Records supplied below:

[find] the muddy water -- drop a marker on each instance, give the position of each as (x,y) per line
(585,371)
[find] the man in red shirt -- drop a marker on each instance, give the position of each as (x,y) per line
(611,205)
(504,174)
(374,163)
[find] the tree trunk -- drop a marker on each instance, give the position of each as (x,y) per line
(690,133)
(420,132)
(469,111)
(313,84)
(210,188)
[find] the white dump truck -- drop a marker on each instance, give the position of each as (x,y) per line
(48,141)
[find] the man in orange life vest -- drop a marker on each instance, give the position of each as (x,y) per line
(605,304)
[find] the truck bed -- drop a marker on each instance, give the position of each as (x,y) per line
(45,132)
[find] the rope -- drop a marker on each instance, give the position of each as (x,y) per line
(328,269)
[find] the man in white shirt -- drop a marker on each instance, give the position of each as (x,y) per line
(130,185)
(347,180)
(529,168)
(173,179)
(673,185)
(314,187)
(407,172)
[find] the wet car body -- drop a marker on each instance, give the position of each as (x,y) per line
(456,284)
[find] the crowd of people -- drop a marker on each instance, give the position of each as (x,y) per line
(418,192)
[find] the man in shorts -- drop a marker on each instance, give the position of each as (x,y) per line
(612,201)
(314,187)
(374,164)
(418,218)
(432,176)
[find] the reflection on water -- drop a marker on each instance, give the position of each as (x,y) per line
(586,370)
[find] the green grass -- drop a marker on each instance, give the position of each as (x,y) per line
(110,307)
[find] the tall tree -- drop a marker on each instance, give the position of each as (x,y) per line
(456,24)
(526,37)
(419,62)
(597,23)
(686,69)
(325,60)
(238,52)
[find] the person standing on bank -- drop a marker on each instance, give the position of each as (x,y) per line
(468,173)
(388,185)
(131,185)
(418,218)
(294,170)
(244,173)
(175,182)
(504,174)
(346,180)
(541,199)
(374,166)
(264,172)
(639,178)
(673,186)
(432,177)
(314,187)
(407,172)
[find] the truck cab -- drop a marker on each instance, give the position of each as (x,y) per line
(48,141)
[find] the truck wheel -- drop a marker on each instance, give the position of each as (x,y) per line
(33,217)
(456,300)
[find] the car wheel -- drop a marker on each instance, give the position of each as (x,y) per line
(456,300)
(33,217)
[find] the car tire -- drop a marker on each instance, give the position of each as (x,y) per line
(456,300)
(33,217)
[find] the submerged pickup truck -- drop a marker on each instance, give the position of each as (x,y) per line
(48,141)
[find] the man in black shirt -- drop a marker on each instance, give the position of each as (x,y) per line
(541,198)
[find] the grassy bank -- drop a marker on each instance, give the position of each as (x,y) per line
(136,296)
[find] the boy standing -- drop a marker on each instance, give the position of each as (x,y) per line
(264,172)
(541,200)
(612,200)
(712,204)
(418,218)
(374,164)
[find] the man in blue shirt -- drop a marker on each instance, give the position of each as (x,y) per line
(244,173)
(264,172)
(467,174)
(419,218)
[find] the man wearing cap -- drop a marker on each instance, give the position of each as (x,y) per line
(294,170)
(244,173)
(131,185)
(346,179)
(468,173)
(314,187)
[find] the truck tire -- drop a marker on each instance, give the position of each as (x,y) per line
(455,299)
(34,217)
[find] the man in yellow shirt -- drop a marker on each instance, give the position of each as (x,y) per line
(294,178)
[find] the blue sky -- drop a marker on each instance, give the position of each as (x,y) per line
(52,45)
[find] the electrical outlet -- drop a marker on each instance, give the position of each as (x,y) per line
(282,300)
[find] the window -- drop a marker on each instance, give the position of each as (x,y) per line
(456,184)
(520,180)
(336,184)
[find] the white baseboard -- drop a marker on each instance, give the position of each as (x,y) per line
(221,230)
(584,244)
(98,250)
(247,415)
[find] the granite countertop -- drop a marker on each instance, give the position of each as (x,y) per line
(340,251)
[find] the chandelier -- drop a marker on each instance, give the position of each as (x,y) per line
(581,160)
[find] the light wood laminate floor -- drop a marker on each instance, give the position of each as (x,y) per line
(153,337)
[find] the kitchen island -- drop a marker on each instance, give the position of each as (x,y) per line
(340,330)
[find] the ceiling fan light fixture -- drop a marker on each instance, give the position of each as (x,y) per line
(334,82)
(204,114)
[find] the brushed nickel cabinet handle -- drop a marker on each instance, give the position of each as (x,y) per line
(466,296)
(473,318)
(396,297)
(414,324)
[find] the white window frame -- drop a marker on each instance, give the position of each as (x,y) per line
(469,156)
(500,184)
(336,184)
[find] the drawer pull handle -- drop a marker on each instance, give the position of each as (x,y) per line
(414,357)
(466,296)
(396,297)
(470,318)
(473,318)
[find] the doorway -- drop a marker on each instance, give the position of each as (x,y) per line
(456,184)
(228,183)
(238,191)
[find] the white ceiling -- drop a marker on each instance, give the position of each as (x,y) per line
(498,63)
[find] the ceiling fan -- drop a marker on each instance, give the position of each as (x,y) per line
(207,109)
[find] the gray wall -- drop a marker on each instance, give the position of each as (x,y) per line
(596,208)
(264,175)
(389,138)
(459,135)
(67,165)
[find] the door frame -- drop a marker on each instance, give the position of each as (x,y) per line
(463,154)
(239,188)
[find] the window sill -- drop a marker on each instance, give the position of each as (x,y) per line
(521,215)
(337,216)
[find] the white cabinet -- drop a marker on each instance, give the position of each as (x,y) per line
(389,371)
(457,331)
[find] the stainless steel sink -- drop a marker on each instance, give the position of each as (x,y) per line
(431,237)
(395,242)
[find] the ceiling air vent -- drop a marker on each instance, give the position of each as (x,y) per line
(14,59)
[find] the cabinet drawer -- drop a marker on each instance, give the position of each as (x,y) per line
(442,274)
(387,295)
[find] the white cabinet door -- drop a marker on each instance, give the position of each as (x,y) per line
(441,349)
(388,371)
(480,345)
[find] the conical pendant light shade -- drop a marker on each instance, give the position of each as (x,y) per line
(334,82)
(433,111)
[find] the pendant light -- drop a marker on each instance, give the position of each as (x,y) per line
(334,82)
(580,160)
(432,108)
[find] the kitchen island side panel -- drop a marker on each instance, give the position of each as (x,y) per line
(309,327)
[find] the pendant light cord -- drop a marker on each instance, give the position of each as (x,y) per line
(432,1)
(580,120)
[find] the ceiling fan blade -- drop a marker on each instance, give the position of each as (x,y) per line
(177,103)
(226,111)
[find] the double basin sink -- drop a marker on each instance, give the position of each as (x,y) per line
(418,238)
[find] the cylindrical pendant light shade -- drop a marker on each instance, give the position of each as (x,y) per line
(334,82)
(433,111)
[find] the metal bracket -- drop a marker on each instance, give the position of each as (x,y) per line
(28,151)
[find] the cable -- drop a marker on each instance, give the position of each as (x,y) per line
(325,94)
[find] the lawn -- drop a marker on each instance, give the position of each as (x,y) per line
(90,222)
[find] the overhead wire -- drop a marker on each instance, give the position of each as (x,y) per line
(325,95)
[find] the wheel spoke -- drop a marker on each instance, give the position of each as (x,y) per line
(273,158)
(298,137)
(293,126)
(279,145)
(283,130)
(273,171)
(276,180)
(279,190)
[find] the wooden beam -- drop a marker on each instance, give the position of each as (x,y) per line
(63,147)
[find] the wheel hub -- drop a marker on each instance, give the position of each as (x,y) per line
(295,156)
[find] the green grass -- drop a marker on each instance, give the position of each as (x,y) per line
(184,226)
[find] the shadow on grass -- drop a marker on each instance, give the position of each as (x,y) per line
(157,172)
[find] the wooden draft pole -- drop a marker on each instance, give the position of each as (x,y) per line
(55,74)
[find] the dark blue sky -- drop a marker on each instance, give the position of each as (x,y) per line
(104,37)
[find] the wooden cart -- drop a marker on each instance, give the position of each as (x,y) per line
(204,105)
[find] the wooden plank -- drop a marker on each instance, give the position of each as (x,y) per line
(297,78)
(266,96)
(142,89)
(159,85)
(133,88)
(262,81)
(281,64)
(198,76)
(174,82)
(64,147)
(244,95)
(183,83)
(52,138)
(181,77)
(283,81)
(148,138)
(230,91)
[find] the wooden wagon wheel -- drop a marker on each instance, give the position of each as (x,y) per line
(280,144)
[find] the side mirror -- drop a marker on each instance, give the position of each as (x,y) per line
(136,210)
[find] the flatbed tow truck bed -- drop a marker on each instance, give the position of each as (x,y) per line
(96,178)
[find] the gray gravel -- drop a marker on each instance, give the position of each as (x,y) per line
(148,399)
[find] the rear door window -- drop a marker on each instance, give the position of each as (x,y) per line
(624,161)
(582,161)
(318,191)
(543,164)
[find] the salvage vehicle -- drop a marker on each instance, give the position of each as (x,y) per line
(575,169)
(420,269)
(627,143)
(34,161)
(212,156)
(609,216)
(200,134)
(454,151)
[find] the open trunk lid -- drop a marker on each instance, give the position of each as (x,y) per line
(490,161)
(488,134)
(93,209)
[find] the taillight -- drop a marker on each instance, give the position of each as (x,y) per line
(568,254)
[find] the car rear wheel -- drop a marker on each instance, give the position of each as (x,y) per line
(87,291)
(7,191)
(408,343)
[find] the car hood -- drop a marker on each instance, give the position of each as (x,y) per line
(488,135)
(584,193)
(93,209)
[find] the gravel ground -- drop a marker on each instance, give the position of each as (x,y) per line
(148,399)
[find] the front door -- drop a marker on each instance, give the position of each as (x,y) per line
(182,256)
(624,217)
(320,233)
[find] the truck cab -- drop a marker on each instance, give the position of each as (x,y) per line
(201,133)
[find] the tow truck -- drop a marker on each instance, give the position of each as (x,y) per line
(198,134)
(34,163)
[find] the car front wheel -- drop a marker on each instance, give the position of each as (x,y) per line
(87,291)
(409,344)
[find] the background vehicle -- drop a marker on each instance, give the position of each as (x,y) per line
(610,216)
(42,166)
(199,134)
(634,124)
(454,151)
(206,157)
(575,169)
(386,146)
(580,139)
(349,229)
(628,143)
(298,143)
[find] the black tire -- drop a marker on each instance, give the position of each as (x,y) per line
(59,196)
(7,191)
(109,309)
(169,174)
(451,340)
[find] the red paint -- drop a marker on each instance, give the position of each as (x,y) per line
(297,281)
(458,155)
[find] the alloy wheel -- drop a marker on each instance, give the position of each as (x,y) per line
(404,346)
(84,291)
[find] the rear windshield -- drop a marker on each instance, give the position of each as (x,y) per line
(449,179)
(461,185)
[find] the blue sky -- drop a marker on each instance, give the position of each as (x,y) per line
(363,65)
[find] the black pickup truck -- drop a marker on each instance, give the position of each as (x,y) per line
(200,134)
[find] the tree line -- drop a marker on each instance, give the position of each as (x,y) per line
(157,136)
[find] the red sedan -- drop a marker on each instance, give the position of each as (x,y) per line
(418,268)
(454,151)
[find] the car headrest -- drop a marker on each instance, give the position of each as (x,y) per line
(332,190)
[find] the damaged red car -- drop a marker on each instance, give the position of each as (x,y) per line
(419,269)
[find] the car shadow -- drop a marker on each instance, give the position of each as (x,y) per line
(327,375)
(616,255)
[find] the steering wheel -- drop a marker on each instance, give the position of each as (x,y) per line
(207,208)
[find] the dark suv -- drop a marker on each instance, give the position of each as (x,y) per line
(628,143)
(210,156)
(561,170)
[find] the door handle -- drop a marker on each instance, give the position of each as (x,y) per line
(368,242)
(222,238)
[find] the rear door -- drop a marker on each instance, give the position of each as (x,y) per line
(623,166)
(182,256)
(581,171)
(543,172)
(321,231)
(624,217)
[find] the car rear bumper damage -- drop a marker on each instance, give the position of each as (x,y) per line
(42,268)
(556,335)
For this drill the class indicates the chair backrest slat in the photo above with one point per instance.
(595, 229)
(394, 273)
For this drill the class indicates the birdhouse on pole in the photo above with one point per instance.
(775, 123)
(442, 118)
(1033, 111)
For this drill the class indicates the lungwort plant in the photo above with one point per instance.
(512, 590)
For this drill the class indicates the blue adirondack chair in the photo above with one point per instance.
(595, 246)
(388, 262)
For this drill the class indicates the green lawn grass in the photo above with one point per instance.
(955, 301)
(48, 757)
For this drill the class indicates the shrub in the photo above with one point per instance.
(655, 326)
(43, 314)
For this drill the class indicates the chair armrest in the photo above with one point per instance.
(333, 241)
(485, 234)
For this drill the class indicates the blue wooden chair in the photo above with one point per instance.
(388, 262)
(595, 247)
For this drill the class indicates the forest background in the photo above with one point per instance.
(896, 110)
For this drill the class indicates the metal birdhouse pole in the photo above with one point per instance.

End of Records supplied.

• **Description of the task**
Set down, exactly as they appear, the line holding "For this drill the class indicates the shrub" and every line after it until the records end.

• **Task solution**
For this drill the class indicates the shrub in the photo above with one point per instance.
(655, 326)
(43, 314)
For this drill the class indicates the chair armrest in the photo above with one point per instance.
(333, 241)
(485, 234)
For this drill the class indicates the blue wooden chair in the photo above with one point per instance.
(388, 262)
(595, 247)
For this drill the class indicates the forest background in the photo above with one point per instance.
(896, 110)
For this drill the class indicates the metal birdhouse pole in the photo above with one point per instance.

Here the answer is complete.